_EXERCISE DIRECTIONS_
Name each of Sue Ellen's older sisters given in the text about Sue Ellen Belk Lampley below.

----- EXTRACT

Sue Ellen Belk Lampley was born a strong-willed farm girl to Ruth Haigler Belk and Uriah Tilden Belk on May 15,1953. She and her three older sisters, Barbara, Mary Lou, and Libby, grew up shucking corn, baptizing cats, slamming screen doors, and living with the rambling freedom of another time. Sue Ellen, otherwise known as Susie or Grammy (as she would later be called), was a devout Christian and devoted herself to Sunday School, religious studies, and her family. She would soon meet her life-long partner, Sidney Joe Lampley, who was a dashing young man recently out of Vietnam service. They fell in love and were wed on Feb. 16, 1975.
If there were anything to define Susie, it is that she is a fighter. At the age of 3, she was run over by a car, on Hwy 218. The doctors told her father the broken babe could not live, but on that day in 1956, Susie began an argument against Death that would last her entire life as she stood strong and endured. Susie survived that crippling car accident, in which she had to learn how to walk, talk, and even eat again over the course of more than a year. It is with this strength that Susie launched, eventually, into her teenage and adult life- yearning for freedom but drawing close to the roots of home. She loved Motown, the Beatles, her friends and her church, and then she fell in love with Sidney Joe.

----------
----- STORED DATA

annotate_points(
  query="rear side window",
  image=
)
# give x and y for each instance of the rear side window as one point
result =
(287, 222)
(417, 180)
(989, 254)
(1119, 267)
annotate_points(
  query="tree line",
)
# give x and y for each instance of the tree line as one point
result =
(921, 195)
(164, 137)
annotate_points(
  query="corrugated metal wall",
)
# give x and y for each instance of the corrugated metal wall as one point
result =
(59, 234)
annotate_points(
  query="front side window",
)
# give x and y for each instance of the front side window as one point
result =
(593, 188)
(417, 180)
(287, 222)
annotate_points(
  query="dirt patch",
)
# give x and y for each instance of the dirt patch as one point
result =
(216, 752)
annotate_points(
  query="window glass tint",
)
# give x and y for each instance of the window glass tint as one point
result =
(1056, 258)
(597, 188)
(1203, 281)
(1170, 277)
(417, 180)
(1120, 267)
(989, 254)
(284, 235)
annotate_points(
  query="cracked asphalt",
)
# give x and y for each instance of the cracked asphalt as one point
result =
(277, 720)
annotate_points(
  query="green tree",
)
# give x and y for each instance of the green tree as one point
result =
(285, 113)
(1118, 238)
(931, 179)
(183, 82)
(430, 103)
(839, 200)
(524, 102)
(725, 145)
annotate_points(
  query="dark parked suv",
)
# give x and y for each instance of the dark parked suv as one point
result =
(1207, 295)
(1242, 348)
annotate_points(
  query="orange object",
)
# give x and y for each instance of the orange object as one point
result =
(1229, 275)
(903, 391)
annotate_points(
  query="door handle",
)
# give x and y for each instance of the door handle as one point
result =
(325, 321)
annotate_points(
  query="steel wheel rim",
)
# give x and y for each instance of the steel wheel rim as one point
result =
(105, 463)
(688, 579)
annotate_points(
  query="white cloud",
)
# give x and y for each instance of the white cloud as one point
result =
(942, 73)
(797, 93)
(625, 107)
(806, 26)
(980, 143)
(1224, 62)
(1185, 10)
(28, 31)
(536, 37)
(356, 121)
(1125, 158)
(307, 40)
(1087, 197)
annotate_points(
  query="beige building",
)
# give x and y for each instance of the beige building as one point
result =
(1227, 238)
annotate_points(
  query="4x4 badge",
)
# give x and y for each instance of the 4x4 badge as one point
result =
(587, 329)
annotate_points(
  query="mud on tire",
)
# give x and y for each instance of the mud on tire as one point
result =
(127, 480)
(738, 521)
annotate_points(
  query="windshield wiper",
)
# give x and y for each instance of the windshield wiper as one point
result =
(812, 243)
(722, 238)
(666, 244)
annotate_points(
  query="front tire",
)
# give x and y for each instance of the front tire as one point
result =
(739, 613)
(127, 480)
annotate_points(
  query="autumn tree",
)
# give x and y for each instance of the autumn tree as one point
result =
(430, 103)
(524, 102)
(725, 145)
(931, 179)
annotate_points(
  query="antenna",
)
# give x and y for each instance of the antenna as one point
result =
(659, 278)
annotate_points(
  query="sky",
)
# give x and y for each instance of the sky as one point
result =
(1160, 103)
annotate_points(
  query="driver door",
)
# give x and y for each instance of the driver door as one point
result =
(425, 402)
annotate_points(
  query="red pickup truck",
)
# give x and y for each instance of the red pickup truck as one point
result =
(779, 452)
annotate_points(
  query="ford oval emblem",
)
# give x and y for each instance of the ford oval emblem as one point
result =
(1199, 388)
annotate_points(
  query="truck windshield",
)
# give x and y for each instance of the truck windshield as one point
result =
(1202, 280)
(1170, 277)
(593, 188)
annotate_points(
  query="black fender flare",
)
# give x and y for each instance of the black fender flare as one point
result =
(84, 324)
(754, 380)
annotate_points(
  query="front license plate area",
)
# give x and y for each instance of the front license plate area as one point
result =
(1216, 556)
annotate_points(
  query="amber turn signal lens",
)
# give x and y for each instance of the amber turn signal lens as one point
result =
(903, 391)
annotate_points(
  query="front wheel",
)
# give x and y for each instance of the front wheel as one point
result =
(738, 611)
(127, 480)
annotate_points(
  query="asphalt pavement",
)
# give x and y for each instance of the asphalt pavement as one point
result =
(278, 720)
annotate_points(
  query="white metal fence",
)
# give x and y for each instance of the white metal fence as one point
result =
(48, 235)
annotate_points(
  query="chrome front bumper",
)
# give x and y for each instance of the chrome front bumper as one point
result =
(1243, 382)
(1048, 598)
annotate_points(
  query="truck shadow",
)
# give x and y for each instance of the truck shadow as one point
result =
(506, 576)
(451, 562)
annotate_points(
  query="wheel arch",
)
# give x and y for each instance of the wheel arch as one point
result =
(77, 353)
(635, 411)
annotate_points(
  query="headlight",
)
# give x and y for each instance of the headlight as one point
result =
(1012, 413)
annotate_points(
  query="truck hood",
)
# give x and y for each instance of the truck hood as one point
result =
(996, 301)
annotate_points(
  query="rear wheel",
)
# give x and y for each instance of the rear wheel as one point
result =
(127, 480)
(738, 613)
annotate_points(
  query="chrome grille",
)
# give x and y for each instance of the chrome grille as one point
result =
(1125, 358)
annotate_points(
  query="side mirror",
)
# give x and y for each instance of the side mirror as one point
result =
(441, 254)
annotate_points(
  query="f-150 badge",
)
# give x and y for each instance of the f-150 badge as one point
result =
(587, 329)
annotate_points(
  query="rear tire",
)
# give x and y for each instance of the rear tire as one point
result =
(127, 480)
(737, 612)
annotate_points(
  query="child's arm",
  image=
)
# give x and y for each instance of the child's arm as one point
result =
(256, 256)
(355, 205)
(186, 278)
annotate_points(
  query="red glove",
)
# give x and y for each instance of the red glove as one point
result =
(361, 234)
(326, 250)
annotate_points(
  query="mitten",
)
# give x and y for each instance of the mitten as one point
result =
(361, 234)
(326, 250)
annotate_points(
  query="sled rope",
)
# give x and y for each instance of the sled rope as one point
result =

----------

_RESPONSE_
Barbara, Mary Lou, and Libby